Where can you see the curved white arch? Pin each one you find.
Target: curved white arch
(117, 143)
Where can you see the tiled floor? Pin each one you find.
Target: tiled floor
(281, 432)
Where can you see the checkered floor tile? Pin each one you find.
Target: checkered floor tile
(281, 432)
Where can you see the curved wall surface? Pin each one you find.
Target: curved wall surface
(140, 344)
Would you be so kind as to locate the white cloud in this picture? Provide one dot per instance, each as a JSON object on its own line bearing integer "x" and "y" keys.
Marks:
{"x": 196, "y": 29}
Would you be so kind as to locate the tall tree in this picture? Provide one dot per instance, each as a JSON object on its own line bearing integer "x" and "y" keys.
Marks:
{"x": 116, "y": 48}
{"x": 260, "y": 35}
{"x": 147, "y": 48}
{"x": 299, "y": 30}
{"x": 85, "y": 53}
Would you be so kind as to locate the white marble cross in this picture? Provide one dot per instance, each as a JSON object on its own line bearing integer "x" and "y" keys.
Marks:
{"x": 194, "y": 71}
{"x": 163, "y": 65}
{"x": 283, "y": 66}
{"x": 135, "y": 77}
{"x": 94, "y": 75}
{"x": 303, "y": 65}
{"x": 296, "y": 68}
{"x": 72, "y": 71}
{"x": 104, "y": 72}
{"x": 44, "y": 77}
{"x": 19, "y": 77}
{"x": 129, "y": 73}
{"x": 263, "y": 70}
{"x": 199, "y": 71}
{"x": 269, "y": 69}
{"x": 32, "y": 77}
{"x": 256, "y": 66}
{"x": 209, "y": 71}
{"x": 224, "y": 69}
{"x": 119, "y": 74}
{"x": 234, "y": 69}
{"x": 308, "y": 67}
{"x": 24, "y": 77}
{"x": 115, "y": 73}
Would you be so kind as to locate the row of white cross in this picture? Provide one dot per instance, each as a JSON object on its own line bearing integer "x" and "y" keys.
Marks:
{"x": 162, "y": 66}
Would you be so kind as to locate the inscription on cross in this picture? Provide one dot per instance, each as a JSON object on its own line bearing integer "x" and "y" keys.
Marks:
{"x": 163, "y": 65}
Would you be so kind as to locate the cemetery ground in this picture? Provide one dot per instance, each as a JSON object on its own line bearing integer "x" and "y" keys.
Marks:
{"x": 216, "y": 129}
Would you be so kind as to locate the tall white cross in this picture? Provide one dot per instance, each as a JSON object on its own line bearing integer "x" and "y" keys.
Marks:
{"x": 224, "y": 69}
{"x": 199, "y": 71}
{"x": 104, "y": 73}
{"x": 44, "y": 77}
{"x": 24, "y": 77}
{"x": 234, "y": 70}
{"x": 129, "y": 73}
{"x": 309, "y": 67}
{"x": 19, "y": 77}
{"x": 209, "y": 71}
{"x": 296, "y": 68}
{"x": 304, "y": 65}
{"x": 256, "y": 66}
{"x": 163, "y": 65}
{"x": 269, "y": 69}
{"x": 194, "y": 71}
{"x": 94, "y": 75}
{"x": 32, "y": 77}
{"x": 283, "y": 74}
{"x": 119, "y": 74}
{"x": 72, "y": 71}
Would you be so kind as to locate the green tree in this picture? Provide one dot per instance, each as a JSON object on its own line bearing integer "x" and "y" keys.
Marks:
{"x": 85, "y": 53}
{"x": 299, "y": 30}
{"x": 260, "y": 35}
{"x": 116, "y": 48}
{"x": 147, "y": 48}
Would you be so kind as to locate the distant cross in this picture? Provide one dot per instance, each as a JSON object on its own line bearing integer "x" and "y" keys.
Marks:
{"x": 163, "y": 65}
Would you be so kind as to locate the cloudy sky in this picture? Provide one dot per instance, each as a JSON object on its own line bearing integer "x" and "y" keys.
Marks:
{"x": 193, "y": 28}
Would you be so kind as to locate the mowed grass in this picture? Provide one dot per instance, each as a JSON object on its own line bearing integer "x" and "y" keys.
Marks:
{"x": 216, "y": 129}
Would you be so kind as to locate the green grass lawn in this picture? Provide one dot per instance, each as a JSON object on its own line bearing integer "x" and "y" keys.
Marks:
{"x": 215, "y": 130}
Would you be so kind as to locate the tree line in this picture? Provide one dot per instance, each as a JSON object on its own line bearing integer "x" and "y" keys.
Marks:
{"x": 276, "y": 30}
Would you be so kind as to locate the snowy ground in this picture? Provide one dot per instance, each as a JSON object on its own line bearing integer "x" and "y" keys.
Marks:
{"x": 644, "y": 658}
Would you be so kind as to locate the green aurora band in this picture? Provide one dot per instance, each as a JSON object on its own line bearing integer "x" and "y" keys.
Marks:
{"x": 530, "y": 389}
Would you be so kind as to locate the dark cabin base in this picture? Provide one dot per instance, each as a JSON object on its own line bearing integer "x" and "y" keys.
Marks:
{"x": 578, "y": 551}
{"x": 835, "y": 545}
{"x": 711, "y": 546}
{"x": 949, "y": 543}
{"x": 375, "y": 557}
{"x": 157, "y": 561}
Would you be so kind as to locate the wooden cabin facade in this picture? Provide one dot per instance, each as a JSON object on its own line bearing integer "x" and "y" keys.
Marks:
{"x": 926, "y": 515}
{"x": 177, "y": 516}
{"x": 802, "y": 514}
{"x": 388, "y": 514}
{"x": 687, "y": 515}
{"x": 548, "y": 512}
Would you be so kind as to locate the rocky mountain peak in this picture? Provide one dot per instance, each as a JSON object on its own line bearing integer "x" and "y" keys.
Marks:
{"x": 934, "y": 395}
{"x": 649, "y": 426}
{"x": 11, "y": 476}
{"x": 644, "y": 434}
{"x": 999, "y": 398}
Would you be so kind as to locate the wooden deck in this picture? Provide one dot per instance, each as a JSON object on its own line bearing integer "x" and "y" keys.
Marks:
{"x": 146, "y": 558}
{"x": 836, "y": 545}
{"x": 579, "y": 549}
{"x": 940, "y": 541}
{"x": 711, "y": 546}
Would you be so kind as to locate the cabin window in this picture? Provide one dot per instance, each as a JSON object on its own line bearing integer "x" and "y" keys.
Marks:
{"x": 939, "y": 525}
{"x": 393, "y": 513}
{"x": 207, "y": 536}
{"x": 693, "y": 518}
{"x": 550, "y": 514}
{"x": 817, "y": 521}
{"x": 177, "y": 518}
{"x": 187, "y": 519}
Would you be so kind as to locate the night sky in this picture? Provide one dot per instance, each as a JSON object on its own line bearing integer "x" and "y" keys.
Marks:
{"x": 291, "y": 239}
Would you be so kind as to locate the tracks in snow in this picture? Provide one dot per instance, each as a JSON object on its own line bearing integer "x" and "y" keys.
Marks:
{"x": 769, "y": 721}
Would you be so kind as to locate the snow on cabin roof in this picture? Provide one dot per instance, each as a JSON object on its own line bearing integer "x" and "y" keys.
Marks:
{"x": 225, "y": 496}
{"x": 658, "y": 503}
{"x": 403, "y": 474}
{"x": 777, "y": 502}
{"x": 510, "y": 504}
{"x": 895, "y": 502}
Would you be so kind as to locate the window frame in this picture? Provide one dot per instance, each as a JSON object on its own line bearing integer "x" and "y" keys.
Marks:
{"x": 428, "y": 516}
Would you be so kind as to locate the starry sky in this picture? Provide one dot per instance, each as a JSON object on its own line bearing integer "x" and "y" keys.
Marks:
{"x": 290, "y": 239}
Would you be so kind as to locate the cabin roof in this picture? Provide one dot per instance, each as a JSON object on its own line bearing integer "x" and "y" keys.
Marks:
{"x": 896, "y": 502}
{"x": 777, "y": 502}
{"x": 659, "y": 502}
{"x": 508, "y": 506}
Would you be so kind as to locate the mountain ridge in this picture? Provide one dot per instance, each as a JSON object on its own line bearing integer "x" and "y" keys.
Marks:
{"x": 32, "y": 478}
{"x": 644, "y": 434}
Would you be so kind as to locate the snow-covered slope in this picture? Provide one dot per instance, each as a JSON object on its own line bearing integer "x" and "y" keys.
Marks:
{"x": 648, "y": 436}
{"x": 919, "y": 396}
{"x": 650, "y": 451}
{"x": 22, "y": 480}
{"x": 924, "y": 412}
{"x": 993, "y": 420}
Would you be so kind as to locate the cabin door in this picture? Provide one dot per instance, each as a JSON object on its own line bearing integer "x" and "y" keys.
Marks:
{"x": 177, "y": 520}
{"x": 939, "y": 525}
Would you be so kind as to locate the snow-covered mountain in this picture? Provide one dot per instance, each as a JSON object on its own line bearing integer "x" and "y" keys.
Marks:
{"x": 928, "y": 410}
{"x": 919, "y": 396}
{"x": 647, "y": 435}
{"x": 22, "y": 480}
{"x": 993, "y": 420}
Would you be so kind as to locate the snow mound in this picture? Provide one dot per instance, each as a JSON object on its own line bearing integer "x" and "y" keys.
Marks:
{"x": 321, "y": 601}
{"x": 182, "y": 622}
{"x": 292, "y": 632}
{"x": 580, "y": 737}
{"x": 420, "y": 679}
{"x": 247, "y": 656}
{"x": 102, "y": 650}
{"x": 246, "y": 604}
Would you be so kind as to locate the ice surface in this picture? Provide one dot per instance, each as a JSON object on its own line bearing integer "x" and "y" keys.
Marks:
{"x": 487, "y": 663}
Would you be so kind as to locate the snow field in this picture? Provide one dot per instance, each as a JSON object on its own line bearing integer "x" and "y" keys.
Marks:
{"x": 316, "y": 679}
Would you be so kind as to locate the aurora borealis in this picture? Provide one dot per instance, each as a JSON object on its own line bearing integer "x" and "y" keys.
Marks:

What to work on:
Only the lines from the one containing "Would you be so kind as to locate the snow mound" to the end of the data should be printed, exactly as they stand.

Answer below:
Would you be so kind as to locate the snow mound in this picture? Provide one dot per instance, each as a JSON object on its own line bearing integer "x" and "y" keys.
Marks:
{"x": 321, "y": 601}
{"x": 182, "y": 622}
{"x": 292, "y": 632}
{"x": 580, "y": 737}
{"x": 420, "y": 679}
{"x": 247, "y": 656}
{"x": 102, "y": 650}
{"x": 246, "y": 604}
Would you be so kind as to locate the ice surface in this picture? Provide one dot per instance, each as a JSON object on its own line bearing integer "x" and "y" keys.
Marks:
{"x": 487, "y": 663}
Would you be so kind as to locate the snow field in this picture? Provide one dot per instance, each as a JSON object on its own line bearing integer "x" and "y" keys.
Marks:
{"x": 316, "y": 679}
Would you be so kind as to locate the aurora borealis in this picture? Provide one dot per instance, each as a JSON object on its own line bearing integer "x" and "y" keys.
Marks:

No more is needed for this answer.